Task requirements: Print the lines of the listing below word for word, starting at the line that contains "[mask] outline dry fallen leaf" and ending at the line that contains "[[[186,422],[179,420],[164,420],[164,426],[178,433],[186,428]]]", with both of those lines included.
· · · ·
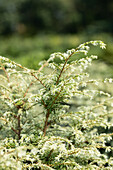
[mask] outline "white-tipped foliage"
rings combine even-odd
[[[39,70],[0,57],[0,169],[113,169],[113,97],[101,89],[113,79],[90,78],[91,45],[106,47],[51,54]]]

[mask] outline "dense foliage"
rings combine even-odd
[[[113,133],[105,132],[112,128],[113,97],[102,89],[113,79],[90,77],[92,45],[106,47],[90,41],[53,53],[39,70],[0,57],[1,169],[113,168],[107,154]]]

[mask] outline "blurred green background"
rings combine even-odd
[[[111,67],[112,0],[0,0],[0,55],[26,67],[88,40],[107,43],[92,52]]]

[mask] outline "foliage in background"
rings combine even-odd
[[[106,47],[90,41],[53,53],[39,70],[0,57],[2,169],[113,168],[107,154],[113,150],[113,133],[105,132],[113,124],[113,97],[102,90],[113,79],[90,77],[87,68],[97,58],[89,55],[90,45]],[[76,59],[79,54],[85,57]]]
[[[0,35],[113,32],[112,0],[0,0]]]
[[[95,34],[93,36],[80,35],[38,35],[35,37],[12,36],[0,39],[0,55],[7,56],[11,60],[31,69],[39,68],[38,63],[47,60],[54,51],[66,51],[75,45],[101,39],[107,43],[106,50],[92,48],[90,53],[99,55],[99,60],[107,64],[113,64],[113,40],[109,34]],[[109,67],[110,67],[109,65]],[[111,69],[112,72],[112,69]]]

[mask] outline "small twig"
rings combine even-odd
[[[46,63],[43,64],[43,65],[39,68],[38,72],[40,72],[45,66],[48,65],[48,61],[49,61],[49,60],[47,60]]]
[[[35,79],[38,80],[46,88],[46,86],[42,83],[42,81],[38,77],[36,77],[33,73],[31,73],[31,75],[35,77]]]
[[[48,161],[49,160],[49,158],[50,158],[50,156],[51,156],[51,154],[52,154],[52,152],[54,151],[54,149],[52,149],[51,151],[50,151],[50,153],[48,154],[48,156],[46,157],[46,161]]]
[[[77,49],[76,49],[76,50],[77,50]],[[62,70],[61,70],[61,72],[60,72],[60,74],[59,74],[59,76],[58,76],[57,81],[56,81],[56,85],[59,83],[59,79],[60,79],[60,77],[61,77],[61,75],[62,75],[62,73],[63,73],[63,71],[64,71],[64,68],[65,68],[65,66],[66,66],[66,64],[67,64],[67,61],[69,60],[69,58],[70,58],[74,53],[75,53],[75,51],[72,52],[72,53],[69,55],[69,57],[65,60],[65,63],[64,63],[64,65],[63,65],[63,68],[62,68]]]
[[[27,95],[27,93],[28,93],[30,87],[32,86],[32,84],[33,84],[33,82],[31,82],[31,83],[29,84],[29,86],[28,86],[26,92],[24,93],[24,97],[26,97],[26,95]]]
[[[6,75],[6,77],[7,77],[7,81],[9,82],[9,76],[8,76],[8,74],[7,74],[7,72],[6,72],[6,69],[5,69],[5,67],[3,66],[3,64],[1,64],[1,65],[2,65],[2,69],[3,69],[4,73],[5,73],[5,75]]]

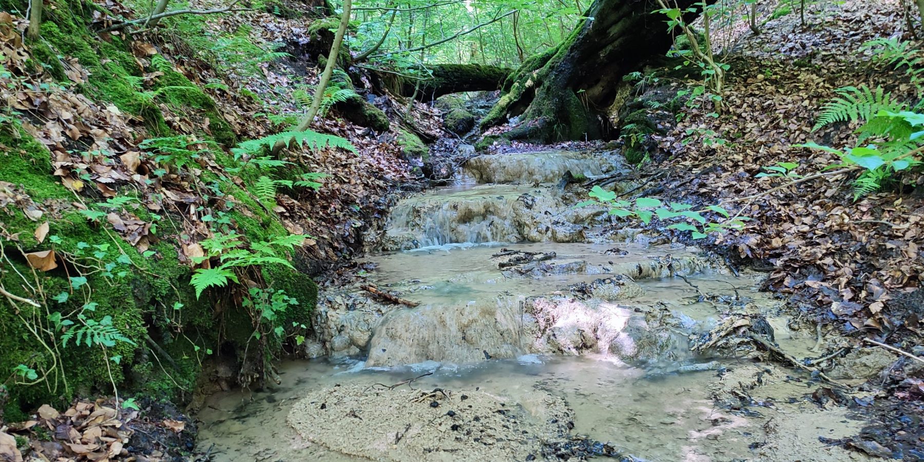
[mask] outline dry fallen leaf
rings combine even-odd
[[[57,411],[57,409],[52,407],[51,406],[42,405],[42,407],[39,407],[39,417],[46,420],[57,419],[60,415],[61,414]]]
[[[29,265],[39,271],[51,271],[57,268],[55,250],[43,250],[25,254]]]
[[[186,422],[179,420],[164,420],[164,426],[178,433],[186,428]]]
[[[41,244],[45,240],[45,237],[48,236],[48,222],[39,225],[39,227],[35,228],[35,240],[39,241]]]

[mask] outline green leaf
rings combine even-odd
[[[600,185],[594,186],[588,194],[591,198],[597,198],[599,201],[607,202],[616,199],[616,193],[614,191],[608,191],[600,187]]]
[[[661,207],[661,201],[653,198],[638,198],[636,199],[636,205],[643,209],[653,209],[655,207]]]
[[[851,151],[849,154],[845,155],[844,158],[863,168],[866,168],[867,170],[875,170],[885,164],[885,160],[882,159],[881,155],[879,155],[879,152],[869,148],[854,148],[853,151]]]
[[[693,220],[696,220],[699,223],[706,223],[706,217],[700,215],[699,212],[685,211],[681,212],[680,214],[686,216],[687,218],[691,218]]]
[[[899,159],[899,160],[894,161],[892,163],[892,168],[894,168],[896,172],[901,171],[901,170],[905,170],[906,168],[908,168],[909,166],[911,166],[911,163],[908,162],[908,161],[906,161],[906,160],[905,160],[905,159]]]
[[[679,231],[699,231],[696,226],[688,223],[675,223],[667,226],[667,229],[676,229]]]
[[[658,215],[658,218],[662,220],[668,220],[670,218],[675,218],[680,216],[679,213],[671,212],[663,207],[654,211],[654,213]]]
[[[731,213],[729,213],[727,210],[725,210],[725,209],[723,209],[723,208],[722,208],[722,207],[720,207],[718,205],[710,205],[709,207],[706,207],[706,209],[711,210],[712,212],[715,212],[716,213],[719,213],[722,216],[724,216],[725,218],[728,218],[729,216],[731,216]]]
[[[138,403],[135,402],[135,398],[128,398],[128,399],[126,399],[125,401],[122,401],[122,408],[123,409],[135,409],[135,410],[138,410],[138,411],[141,410],[141,407],[140,406],[138,406]]]

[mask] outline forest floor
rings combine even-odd
[[[114,2],[107,3],[115,7]],[[882,86],[895,93],[910,91],[910,83],[902,73],[870,62],[869,54],[860,48],[868,40],[900,33],[903,23],[897,1],[810,4],[806,19],[807,25],[801,25],[797,12],[794,12],[764,24],[760,35],[751,36],[749,31],[741,30],[729,35],[726,62],[732,65],[733,71],[719,117],[711,116],[713,109],[707,104],[683,108],[687,116],[680,122],[675,121],[674,114],[650,110],[651,118],[660,121],[663,133],[651,137],[657,148],[651,151],[651,161],[622,178],[642,185],[636,195],[702,205],[758,195],[778,186],[773,178],[755,177],[761,167],[778,162],[795,162],[800,164],[797,171],[808,175],[833,163],[831,154],[798,148],[796,144],[823,140],[823,144],[843,147],[856,140],[852,127],[811,130],[819,108],[833,96],[835,89],[868,84]],[[0,17],[0,23],[6,20]],[[24,29],[21,18],[10,18],[8,21],[18,30]],[[223,17],[208,21],[208,27],[234,30],[243,22],[261,24],[254,28],[254,40],[288,43],[308,40],[303,21],[284,19],[269,13]],[[16,56],[21,58],[18,62],[22,64],[29,52],[17,37],[0,35],[0,44],[20,53]],[[133,39],[135,57],[144,65],[142,67],[150,70],[145,79],[158,77],[154,75],[157,71],[148,66],[151,56],[157,53],[150,51],[156,47],[174,62],[174,70],[188,76],[197,85],[204,87],[214,79],[228,83],[228,90],[213,88],[208,93],[233,130],[247,138],[271,133],[275,127],[265,115],[267,106],[245,97],[244,90],[260,95],[280,112],[298,113],[300,109],[294,103],[290,89],[297,83],[316,79],[313,63],[298,60],[294,64],[264,63],[261,65],[261,76],[231,79],[219,75],[204,62],[184,57],[184,50],[176,48],[164,35],[141,34]],[[298,70],[306,66],[305,70]],[[8,65],[7,67],[29,73],[24,67],[17,69]],[[81,75],[76,60],[70,63],[70,68],[76,72],[72,79],[88,78],[85,73]],[[43,79],[45,83],[52,81],[49,76],[44,76],[32,83],[41,83]],[[675,93],[686,85],[687,82],[680,80],[664,80],[642,89],[637,96],[644,100],[654,95],[658,89],[665,88]],[[36,140],[52,150],[68,136],[67,130],[73,127],[68,116],[88,112],[100,116],[98,125],[78,126],[79,129],[85,128],[88,134],[91,129],[103,130],[105,136],[118,138],[128,146],[137,144],[128,134],[143,129],[140,119],[123,116],[117,108],[103,109],[82,97],[71,97],[65,88],[52,86],[42,91],[37,90],[38,86],[35,90],[31,88],[22,85],[6,96],[12,94],[23,109],[41,109],[54,119],[54,123],[39,126],[33,133]],[[171,112],[165,103],[162,104],[164,113]],[[329,178],[317,191],[299,197],[280,194],[277,200],[278,209],[274,212],[286,229],[315,237],[301,258],[318,262],[309,266],[316,274],[324,274],[322,285],[334,286],[342,280],[352,280],[359,270],[352,257],[368,249],[366,240],[381,231],[389,207],[400,195],[419,190],[424,184],[419,168],[423,166],[425,159],[404,155],[398,146],[402,132],[407,129],[405,126],[408,124],[400,121],[406,118],[404,111],[408,106],[392,98],[379,99],[376,105],[392,120],[392,128],[383,133],[342,118],[324,119],[317,124],[315,128],[319,131],[348,139],[360,155],[322,150],[316,155],[305,156],[310,162],[309,169],[327,174]],[[426,162],[436,164],[441,157],[451,157],[452,162],[443,164],[457,165],[459,157],[455,148],[458,140],[440,127],[439,111],[423,104],[410,107],[412,114],[407,118],[413,121],[411,125],[428,138],[442,140],[437,144],[446,148],[444,152],[432,150],[432,158]],[[181,131],[184,127],[188,131],[192,127],[208,130],[210,121],[201,115],[191,115],[166,122]],[[718,139],[726,142],[716,143]],[[602,143],[565,143],[557,147],[594,146]],[[542,147],[517,144],[492,149],[503,152]],[[71,161],[80,162],[79,157],[67,160]],[[211,166],[205,164],[202,168]],[[137,172],[116,170],[116,173],[131,177]],[[911,181],[921,184],[920,178]],[[175,202],[196,199],[195,188],[185,178],[177,178],[167,187],[175,191],[176,197],[162,199],[159,207],[170,208]],[[725,255],[734,266],[748,265],[769,272],[766,288],[787,298],[789,308],[802,313],[807,325],[822,325],[821,335],[832,339],[833,348],[841,351],[882,348],[864,344],[860,339],[875,333],[877,341],[917,356],[918,359],[896,355],[881,377],[877,374],[876,380],[860,386],[866,395],[876,397],[873,401],[855,399],[837,390],[830,391],[830,399],[826,399],[831,403],[828,406],[869,408],[870,416],[874,416],[873,424],[857,436],[829,443],[845,444],[878,456],[905,455],[914,458],[924,456],[920,452],[924,381],[922,369],[916,365],[924,356],[918,325],[924,318],[924,293],[918,288],[919,274],[924,270],[920,251],[924,248],[921,225],[924,198],[920,188],[908,190],[911,192],[885,190],[855,201],[849,179],[837,176],[782,188],[745,202],[743,214],[752,219],[748,227],[743,232],[719,237],[710,242],[709,248]],[[195,236],[197,230],[193,227],[188,231]],[[657,225],[650,231],[652,235],[684,239],[676,231]],[[182,252],[180,255],[183,257]],[[155,451],[160,452],[149,459],[172,456],[164,454],[167,452],[163,451],[164,442],[174,448],[191,444],[188,436],[193,425],[187,428],[183,423],[185,418],[174,412],[163,415],[152,412],[156,406],[142,407],[148,411],[140,420],[144,425],[132,424],[132,430],[126,427],[126,431],[134,433],[132,441],[139,445],[159,448]],[[103,401],[85,400],[63,414],[40,409],[33,420],[20,426],[11,425],[6,432],[29,436],[33,453],[44,454],[52,460],[56,456],[103,453],[109,454],[112,459],[120,459],[132,452],[121,443],[123,438],[130,436],[113,430],[116,434],[102,440],[105,444],[91,446],[88,442],[100,441],[102,435],[72,433],[77,432],[75,428],[99,429],[87,423],[93,419],[111,423],[109,428],[121,427],[122,423],[112,413],[113,407]],[[127,425],[136,418],[133,414],[120,416]],[[149,423],[159,430],[152,430]],[[37,426],[54,430],[43,436],[51,441],[37,437],[38,433],[32,430]],[[144,436],[149,433],[154,436]],[[0,456],[8,453],[13,456],[19,452],[17,446],[23,447],[23,442],[3,439],[6,435],[0,432]],[[56,441],[75,443],[65,446]],[[151,450],[147,452],[150,456]]]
· · · ·
Expected answer:
[mask] outline dry fallen leaf
rings combine even-odd
[[[57,411],[57,409],[52,407],[51,406],[42,405],[42,407],[39,407],[39,417],[46,420],[57,419],[60,415],[61,414]]]
[[[29,265],[39,271],[51,271],[57,268],[55,250],[43,250],[25,254]]]
[[[186,422],[179,420],[164,420],[164,426],[178,433],[186,428]]]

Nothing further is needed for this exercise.